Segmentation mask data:
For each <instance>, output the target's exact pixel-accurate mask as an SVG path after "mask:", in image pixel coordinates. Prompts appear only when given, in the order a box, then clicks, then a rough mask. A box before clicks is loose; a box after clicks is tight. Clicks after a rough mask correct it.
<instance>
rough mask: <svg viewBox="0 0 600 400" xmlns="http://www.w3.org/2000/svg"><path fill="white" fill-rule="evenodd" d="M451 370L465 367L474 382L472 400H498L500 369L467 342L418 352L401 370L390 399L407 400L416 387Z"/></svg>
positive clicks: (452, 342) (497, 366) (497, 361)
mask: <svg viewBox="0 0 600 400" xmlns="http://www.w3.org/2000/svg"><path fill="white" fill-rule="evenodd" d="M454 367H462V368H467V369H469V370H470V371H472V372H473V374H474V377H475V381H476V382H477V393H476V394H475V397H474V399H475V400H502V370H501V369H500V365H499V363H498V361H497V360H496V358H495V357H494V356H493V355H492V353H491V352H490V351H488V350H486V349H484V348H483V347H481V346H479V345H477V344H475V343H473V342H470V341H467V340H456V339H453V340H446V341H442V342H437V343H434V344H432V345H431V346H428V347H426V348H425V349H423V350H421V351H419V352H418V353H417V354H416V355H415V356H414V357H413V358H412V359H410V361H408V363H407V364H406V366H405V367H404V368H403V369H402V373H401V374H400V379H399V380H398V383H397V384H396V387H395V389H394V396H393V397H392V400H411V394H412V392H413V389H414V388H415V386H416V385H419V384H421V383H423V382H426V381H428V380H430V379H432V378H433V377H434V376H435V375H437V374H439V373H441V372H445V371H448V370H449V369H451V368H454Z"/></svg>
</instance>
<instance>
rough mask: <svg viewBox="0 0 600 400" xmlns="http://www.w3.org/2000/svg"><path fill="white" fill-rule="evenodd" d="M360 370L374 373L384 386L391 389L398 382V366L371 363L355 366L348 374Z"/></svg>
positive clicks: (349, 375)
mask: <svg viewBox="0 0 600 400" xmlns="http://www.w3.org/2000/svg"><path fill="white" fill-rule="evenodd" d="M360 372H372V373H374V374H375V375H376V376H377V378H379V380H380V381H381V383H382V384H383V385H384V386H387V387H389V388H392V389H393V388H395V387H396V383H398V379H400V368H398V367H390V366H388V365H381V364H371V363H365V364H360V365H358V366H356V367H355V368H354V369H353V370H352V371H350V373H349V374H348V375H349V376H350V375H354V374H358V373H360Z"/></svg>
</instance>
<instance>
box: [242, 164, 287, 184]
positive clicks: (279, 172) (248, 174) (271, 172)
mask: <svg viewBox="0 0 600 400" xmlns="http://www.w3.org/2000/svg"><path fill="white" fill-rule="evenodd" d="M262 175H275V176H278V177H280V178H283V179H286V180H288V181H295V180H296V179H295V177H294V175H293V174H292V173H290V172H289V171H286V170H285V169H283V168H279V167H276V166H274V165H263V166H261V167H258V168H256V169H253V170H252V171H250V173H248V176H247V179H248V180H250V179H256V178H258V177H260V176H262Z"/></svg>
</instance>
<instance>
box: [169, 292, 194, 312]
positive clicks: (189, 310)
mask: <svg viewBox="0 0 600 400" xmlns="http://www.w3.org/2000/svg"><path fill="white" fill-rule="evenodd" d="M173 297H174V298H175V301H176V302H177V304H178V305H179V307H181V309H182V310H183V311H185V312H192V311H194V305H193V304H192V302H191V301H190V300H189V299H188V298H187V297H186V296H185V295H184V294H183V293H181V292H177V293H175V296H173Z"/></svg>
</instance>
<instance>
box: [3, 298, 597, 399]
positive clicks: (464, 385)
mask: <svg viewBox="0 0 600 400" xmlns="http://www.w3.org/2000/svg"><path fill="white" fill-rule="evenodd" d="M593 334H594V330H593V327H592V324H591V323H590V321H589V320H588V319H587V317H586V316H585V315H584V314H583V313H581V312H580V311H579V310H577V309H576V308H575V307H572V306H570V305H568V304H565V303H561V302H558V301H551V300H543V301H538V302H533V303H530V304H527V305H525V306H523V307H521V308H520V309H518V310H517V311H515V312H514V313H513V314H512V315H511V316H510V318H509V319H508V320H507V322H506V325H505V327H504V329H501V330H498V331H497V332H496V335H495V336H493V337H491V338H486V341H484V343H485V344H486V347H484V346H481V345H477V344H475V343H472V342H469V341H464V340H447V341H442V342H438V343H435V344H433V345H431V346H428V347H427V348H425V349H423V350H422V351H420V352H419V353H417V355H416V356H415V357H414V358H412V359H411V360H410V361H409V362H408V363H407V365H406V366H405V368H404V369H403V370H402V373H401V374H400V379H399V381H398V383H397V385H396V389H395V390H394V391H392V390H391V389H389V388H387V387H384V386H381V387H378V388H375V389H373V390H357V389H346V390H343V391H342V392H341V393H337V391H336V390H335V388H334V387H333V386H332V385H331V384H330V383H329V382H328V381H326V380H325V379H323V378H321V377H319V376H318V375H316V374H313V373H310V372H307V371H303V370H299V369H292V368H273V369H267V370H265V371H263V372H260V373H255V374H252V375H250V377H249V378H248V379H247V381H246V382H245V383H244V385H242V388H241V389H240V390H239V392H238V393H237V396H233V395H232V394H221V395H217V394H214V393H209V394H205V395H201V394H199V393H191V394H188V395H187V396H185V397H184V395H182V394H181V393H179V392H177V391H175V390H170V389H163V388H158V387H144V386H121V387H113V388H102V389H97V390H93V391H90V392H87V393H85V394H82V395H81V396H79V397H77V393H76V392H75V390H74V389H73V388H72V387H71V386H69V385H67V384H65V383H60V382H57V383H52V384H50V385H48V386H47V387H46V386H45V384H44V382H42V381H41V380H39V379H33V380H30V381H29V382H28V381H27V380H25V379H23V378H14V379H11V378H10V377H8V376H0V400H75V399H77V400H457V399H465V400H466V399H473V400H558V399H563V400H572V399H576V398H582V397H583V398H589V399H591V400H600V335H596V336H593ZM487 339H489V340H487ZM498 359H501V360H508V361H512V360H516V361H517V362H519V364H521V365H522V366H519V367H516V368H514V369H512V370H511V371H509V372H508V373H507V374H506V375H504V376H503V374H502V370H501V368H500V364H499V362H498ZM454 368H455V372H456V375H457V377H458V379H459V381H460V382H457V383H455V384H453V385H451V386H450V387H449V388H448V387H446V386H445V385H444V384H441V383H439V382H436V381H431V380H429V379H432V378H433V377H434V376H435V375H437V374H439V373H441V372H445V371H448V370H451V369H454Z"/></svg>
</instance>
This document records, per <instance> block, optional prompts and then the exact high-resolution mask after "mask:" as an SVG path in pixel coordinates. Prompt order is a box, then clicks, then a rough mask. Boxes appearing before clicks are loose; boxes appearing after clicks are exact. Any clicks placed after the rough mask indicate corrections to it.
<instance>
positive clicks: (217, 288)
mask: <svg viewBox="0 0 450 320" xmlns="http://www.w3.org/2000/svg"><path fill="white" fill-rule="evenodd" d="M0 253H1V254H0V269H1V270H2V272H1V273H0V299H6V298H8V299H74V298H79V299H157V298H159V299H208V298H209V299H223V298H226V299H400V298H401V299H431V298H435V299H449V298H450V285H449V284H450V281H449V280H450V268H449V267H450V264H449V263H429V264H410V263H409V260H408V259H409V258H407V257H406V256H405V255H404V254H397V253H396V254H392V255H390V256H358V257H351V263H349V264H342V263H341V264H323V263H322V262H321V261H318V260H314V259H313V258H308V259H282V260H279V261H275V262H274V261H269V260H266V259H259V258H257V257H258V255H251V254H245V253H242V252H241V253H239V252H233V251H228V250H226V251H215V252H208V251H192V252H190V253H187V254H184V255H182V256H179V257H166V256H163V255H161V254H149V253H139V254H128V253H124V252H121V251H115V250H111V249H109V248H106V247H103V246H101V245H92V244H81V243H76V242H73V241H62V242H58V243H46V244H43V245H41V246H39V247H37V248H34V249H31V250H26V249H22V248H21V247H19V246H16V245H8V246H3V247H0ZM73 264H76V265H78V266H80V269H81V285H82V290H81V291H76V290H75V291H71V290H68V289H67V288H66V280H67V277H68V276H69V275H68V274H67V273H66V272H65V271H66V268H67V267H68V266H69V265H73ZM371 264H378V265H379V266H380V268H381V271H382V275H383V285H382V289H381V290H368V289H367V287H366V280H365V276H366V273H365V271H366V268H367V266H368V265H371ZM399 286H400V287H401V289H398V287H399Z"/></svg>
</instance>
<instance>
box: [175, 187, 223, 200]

▶ **EXERCISE PROMPT**: Determine the number of lines in the entries that hold "after". Reply with that number only.

▶ **EXERCISE ANSWER**: 2